STATED GOAL =>
Here are some entries; quote each one exactly.

(Dataset records about object locations)

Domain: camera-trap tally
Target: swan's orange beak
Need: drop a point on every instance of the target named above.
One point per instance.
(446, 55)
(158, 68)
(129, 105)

TASK OUTPUT =>
Domain: camera-trap tally
Target: swan's orange beak
Need: drop a point on every instance of the target named above.
One point per instance.
(446, 55)
(158, 68)
(129, 105)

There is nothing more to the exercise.